---- DATASET RECORDS

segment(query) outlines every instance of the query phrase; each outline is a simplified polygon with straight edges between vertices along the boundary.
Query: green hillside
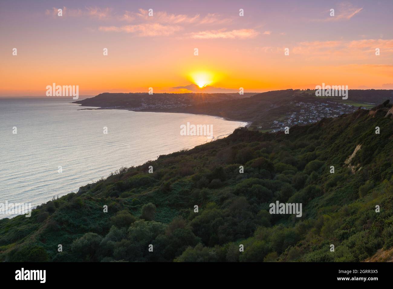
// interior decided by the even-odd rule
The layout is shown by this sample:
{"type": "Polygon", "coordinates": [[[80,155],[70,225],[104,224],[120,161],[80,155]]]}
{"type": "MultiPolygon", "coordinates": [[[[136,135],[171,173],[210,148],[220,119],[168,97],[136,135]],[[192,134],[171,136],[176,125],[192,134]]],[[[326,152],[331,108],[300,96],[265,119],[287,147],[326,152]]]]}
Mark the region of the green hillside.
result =
{"type": "Polygon", "coordinates": [[[364,261],[393,247],[387,102],[288,134],[238,129],[122,168],[31,218],[0,220],[0,260],[364,261]],[[301,203],[301,217],[270,214],[277,201],[301,203]]]}

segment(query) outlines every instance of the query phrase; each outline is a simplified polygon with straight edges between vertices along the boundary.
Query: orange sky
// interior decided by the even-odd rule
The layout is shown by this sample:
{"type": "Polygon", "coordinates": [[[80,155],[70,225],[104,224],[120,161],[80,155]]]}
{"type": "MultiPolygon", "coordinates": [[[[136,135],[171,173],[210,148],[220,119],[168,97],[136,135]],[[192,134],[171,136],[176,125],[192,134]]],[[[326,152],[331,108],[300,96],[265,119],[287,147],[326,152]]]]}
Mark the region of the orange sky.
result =
{"type": "Polygon", "coordinates": [[[310,1],[302,9],[285,1],[203,7],[193,1],[100,1],[99,7],[72,2],[66,7],[57,2],[0,4],[0,96],[43,97],[53,82],[79,85],[81,95],[151,87],[183,92],[173,88],[196,83],[195,75],[203,78],[204,72],[211,81],[206,84],[222,92],[312,88],[322,82],[393,89],[389,2],[310,1]]]}

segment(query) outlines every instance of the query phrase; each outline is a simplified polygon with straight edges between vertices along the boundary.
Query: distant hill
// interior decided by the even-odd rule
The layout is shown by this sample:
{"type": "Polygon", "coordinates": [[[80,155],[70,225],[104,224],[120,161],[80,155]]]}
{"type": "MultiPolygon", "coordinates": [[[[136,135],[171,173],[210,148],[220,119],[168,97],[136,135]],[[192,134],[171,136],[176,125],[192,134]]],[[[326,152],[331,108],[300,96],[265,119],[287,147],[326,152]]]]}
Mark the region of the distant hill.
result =
{"type": "MultiPolygon", "coordinates": [[[[243,100],[263,107],[264,96],[278,101],[292,93],[243,100]]],[[[294,126],[288,134],[238,129],[121,168],[39,206],[30,218],[0,220],[0,261],[390,260],[392,107],[385,101],[294,126]],[[277,201],[301,204],[301,217],[270,214],[277,201]]]]}
{"type": "Polygon", "coordinates": [[[393,90],[351,90],[348,99],[340,97],[317,97],[315,91],[288,89],[261,93],[108,93],[75,102],[82,106],[123,108],[138,111],[185,112],[217,115],[230,119],[252,121],[250,129],[315,122],[323,117],[352,112],[359,106],[372,107],[386,99],[393,101],[393,90]],[[301,105],[296,106],[296,103],[301,105]],[[331,113],[312,108],[327,104],[331,113]],[[345,105],[344,105],[344,104],[345,105]],[[349,108],[349,106],[352,108],[349,108]],[[302,109],[305,110],[301,112],[302,109]],[[299,113],[304,113],[299,118],[299,113]],[[292,113],[297,116],[290,121],[292,113]],[[318,116],[314,117],[318,113],[318,116]],[[275,124],[274,122],[280,123],[275,124]]]}

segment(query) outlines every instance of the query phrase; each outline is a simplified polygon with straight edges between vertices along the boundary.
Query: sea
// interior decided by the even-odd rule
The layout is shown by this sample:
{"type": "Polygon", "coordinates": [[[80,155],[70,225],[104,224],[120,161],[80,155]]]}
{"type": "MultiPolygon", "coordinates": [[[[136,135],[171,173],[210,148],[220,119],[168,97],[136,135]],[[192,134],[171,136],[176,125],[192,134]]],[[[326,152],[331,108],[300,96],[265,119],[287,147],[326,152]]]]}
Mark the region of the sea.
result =
{"type": "Polygon", "coordinates": [[[189,113],[98,110],[73,101],[0,97],[0,219],[27,212],[12,204],[33,209],[122,167],[224,137],[247,124],[189,113]],[[181,135],[187,123],[211,126],[213,138],[181,135]]]}

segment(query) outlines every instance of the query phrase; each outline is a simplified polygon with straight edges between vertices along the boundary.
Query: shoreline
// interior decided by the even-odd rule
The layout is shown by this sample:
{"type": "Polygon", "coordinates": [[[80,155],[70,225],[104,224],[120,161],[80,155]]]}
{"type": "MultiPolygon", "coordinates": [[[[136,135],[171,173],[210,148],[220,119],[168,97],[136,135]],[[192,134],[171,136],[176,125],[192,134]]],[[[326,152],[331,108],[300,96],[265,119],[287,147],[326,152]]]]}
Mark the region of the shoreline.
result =
{"type": "MultiPolygon", "coordinates": [[[[71,102],[72,103],[72,102],[71,102]]],[[[80,105],[80,106],[83,106],[80,105]]],[[[238,119],[231,119],[228,118],[228,117],[225,117],[223,116],[221,116],[220,115],[216,115],[214,114],[206,114],[205,113],[193,113],[191,112],[163,112],[163,111],[157,111],[156,110],[133,110],[132,109],[129,108],[105,108],[105,107],[99,107],[97,108],[81,108],[80,109],[78,110],[129,110],[130,112],[162,112],[162,113],[187,113],[188,114],[193,114],[195,115],[207,115],[208,116],[214,116],[216,117],[219,117],[223,119],[225,119],[226,121],[237,121],[241,123],[246,123],[247,124],[244,126],[244,127],[246,127],[248,128],[251,124],[252,124],[252,121],[242,121],[238,119]]]]}

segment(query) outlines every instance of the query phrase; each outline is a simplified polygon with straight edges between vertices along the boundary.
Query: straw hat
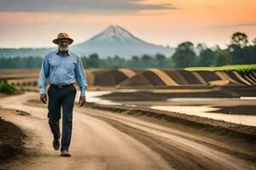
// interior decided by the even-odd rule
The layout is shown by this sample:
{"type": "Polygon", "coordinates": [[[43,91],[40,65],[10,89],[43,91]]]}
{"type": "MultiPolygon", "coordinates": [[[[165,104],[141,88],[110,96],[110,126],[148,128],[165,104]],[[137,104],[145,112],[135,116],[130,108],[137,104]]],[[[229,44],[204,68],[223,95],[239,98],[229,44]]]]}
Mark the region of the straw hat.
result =
{"type": "Polygon", "coordinates": [[[69,36],[65,32],[59,33],[57,38],[54,39],[52,42],[55,44],[58,44],[59,39],[67,39],[69,45],[72,44],[72,42],[73,42],[73,40],[70,38],[69,36]]]}

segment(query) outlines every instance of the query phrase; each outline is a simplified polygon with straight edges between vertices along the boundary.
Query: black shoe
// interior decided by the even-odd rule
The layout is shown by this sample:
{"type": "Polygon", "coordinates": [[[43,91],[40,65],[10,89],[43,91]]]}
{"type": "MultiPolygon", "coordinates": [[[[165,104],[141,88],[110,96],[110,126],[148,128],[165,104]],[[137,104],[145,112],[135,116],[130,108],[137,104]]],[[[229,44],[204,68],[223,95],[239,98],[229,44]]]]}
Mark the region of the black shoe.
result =
{"type": "Polygon", "coordinates": [[[68,153],[67,150],[62,150],[61,156],[69,157],[71,156],[71,155],[68,153]]]}

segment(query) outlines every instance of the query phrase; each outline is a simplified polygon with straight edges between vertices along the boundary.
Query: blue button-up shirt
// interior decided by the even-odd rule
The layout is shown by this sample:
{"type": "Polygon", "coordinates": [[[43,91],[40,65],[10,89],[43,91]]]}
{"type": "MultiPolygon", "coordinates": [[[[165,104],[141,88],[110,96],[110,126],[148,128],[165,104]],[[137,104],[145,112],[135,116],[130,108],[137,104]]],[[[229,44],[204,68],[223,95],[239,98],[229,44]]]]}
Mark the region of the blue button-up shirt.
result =
{"type": "Polygon", "coordinates": [[[59,50],[48,53],[44,58],[38,87],[40,94],[46,94],[47,78],[49,84],[64,85],[78,82],[81,96],[85,96],[87,80],[81,57],[70,50],[67,55],[59,55],[59,50]]]}

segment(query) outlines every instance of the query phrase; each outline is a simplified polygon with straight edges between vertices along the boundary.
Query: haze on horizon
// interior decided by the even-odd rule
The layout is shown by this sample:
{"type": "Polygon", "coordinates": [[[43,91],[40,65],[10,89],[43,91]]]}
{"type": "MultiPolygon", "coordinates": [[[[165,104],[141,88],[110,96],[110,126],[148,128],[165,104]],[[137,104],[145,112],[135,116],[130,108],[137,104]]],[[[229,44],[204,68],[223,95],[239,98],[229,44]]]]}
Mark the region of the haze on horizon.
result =
{"type": "Polygon", "coordinates": [[[0,48],[55,47],[66,31],[74,44],[109,25],[157,45],[225,47],[232,33],[256,37],[255,0],[0,0],[0,48]]]}

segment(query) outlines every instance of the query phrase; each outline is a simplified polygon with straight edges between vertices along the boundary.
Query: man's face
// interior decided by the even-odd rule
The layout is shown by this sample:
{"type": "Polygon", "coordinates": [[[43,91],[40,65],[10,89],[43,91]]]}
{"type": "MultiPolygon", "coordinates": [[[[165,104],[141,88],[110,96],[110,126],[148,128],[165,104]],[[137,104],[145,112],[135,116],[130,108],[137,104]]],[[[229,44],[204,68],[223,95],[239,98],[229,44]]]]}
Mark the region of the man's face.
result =
{"type": "Polygon", "coordinates": [[[60,39],[58,41],[59,49],[61,51],[67,51],[68,47],[68,40],[67,39],[60,39]]]}

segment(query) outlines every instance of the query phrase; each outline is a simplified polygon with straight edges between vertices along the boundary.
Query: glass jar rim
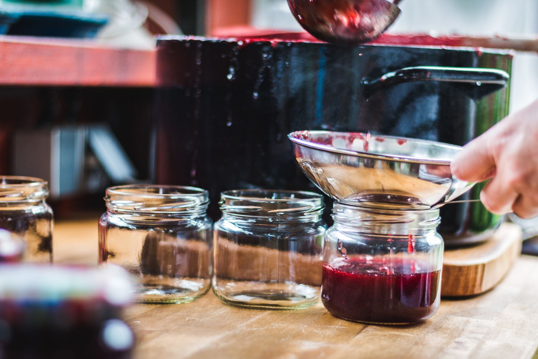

--------

## EXERCISE AIM
Pull out every line in the items above that contains the string "haze".

## CORRECT RESULT
Query: haze on horizon
Mark the region of the haze on horizon.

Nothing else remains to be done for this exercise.